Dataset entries

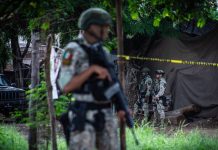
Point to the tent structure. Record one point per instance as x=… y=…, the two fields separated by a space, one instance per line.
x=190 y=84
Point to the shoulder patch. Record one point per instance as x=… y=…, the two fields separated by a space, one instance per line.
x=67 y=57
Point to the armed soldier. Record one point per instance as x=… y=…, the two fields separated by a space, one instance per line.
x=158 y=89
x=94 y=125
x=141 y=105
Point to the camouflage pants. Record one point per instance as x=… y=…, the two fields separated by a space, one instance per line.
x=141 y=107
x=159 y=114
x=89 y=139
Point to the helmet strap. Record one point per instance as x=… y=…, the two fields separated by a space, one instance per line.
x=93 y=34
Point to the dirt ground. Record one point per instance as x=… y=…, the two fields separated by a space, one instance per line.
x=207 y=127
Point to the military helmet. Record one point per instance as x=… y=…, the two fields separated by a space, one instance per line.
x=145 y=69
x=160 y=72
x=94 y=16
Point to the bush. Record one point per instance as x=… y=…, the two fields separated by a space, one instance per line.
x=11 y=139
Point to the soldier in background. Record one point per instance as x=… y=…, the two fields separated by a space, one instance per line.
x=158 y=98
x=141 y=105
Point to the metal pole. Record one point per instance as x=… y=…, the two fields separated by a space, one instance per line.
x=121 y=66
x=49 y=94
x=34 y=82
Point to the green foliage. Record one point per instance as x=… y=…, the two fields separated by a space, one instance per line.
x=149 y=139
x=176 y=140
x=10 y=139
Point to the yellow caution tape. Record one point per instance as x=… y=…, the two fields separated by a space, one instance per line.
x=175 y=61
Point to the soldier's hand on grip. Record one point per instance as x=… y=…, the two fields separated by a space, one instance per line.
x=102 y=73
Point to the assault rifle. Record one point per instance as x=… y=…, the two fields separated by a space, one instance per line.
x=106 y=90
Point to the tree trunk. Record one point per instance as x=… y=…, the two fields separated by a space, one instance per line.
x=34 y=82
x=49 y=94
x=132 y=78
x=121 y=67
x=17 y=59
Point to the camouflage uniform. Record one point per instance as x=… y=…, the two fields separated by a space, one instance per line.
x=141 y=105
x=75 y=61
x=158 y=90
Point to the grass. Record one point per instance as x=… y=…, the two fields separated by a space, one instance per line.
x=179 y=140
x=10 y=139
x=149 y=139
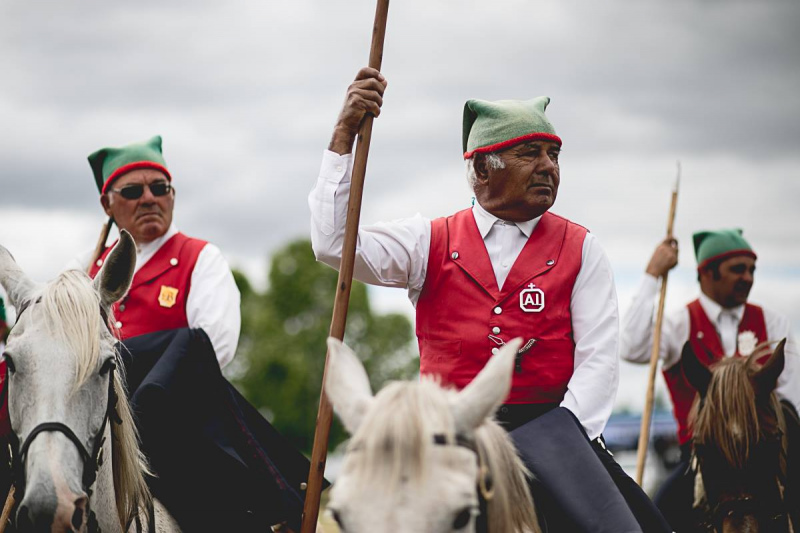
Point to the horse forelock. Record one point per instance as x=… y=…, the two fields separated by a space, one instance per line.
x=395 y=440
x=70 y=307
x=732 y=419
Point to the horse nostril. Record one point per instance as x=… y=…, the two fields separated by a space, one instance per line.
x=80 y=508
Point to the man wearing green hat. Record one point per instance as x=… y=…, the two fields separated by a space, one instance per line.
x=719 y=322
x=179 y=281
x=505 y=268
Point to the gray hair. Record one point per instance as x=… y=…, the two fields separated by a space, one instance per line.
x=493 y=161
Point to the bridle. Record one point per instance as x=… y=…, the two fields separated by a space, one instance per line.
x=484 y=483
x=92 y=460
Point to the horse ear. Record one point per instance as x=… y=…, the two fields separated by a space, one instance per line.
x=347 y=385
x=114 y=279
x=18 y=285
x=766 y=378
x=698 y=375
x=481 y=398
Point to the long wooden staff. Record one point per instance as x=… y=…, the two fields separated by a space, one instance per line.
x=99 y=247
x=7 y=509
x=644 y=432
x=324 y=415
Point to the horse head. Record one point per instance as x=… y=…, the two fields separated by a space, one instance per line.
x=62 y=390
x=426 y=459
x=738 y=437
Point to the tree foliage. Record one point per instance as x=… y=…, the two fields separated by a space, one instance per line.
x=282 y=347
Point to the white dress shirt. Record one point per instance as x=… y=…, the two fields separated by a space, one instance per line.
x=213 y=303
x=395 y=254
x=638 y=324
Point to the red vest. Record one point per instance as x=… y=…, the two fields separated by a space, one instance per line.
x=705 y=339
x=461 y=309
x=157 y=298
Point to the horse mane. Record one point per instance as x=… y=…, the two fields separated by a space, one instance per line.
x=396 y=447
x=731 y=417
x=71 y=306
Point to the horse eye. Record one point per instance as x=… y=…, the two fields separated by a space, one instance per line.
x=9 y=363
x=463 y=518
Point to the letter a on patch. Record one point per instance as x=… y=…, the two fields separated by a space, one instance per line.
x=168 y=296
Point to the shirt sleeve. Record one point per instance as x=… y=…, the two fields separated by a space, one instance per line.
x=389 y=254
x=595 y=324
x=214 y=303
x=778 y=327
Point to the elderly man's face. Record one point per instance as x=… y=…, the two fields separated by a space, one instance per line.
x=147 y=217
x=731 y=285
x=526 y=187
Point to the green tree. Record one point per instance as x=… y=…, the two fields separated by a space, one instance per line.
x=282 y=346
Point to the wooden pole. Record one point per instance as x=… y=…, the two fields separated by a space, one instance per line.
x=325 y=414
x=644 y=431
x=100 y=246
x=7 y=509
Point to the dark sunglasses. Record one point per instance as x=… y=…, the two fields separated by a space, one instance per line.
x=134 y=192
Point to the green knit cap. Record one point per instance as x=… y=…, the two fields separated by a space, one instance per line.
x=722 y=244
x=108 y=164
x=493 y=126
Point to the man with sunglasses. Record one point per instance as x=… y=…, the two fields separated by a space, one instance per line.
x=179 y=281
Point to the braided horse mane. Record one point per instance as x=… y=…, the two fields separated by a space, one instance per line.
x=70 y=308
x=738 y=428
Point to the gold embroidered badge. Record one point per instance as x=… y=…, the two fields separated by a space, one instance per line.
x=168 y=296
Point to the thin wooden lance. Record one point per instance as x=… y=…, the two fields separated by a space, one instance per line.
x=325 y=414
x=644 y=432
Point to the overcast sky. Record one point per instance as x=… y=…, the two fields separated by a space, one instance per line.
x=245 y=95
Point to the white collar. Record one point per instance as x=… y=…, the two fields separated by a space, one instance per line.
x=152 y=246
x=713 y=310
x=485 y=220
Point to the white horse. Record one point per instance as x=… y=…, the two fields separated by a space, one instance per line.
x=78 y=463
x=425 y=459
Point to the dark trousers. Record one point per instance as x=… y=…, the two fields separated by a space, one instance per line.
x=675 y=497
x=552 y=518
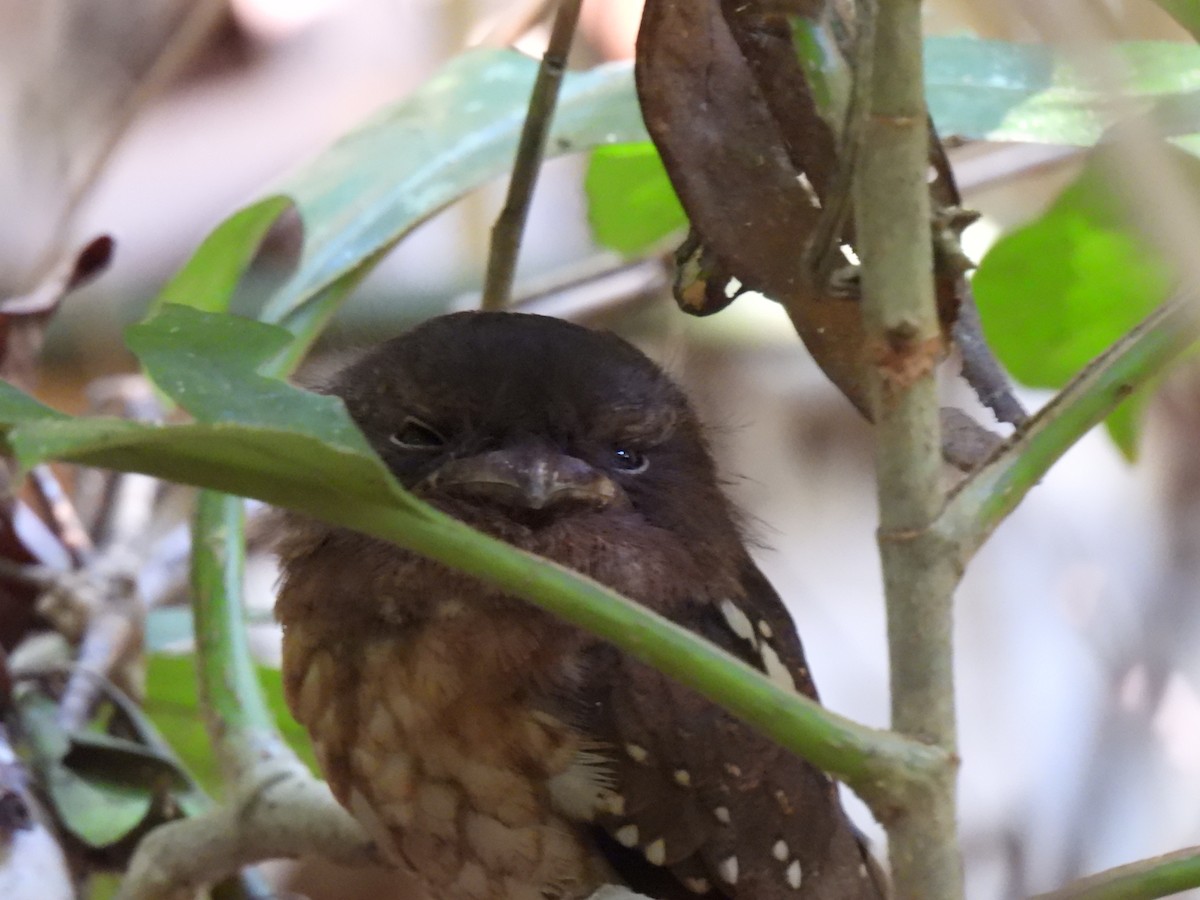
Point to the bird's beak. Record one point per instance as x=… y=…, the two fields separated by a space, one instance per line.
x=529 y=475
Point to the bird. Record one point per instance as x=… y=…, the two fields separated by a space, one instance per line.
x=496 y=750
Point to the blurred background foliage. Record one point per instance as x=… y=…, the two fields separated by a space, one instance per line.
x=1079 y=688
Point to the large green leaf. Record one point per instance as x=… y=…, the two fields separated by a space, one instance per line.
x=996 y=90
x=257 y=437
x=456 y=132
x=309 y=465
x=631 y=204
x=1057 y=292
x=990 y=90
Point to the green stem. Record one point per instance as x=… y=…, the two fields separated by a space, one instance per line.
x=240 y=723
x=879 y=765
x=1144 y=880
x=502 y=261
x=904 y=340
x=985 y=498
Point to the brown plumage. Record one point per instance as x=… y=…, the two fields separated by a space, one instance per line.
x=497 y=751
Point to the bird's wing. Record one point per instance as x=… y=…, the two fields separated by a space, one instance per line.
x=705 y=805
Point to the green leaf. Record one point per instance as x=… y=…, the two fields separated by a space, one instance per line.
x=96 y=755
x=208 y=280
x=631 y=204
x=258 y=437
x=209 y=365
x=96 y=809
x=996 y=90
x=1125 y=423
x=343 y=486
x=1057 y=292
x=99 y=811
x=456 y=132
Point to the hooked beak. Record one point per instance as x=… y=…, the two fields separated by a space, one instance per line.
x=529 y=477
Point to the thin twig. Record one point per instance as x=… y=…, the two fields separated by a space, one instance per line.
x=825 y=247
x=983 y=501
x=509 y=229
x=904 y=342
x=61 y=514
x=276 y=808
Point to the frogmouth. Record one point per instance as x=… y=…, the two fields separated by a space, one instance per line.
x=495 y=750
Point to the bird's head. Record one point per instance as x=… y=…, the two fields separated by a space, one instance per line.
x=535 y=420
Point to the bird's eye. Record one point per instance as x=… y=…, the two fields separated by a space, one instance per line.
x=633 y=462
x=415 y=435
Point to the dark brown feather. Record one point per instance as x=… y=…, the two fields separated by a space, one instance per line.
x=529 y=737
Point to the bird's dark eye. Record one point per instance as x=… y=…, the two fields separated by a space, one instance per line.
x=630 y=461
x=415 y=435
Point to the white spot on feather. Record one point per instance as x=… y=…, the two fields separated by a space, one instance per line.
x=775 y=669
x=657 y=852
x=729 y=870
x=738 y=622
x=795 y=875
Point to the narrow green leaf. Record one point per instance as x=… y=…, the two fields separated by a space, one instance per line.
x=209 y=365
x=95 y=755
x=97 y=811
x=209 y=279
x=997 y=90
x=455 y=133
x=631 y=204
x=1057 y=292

__PROBLEM DETAILS__.
Begin with the line containing "Point to the white spot" and repeat each line exactly until the records above end.

__ANSWER TO THIS TASK__.
Point to the white spot on feather. Record one point per instance as x=… y=…, the two fields separated by a space, one instance per line.
x=775 y=669
x=657 y=852
x=729 y=870
x=738 y=622
x=795 y=875
Point to the narrow green leaf. Record one point per instance as x=… y=…, the two fields separated by a space, one instance per line.
x=209 y=365
x=95 y=755
x=97 y=811
x=209 y=279
x=997 y=90
x=455 y=133
x=631 y=204
x=1057 y=292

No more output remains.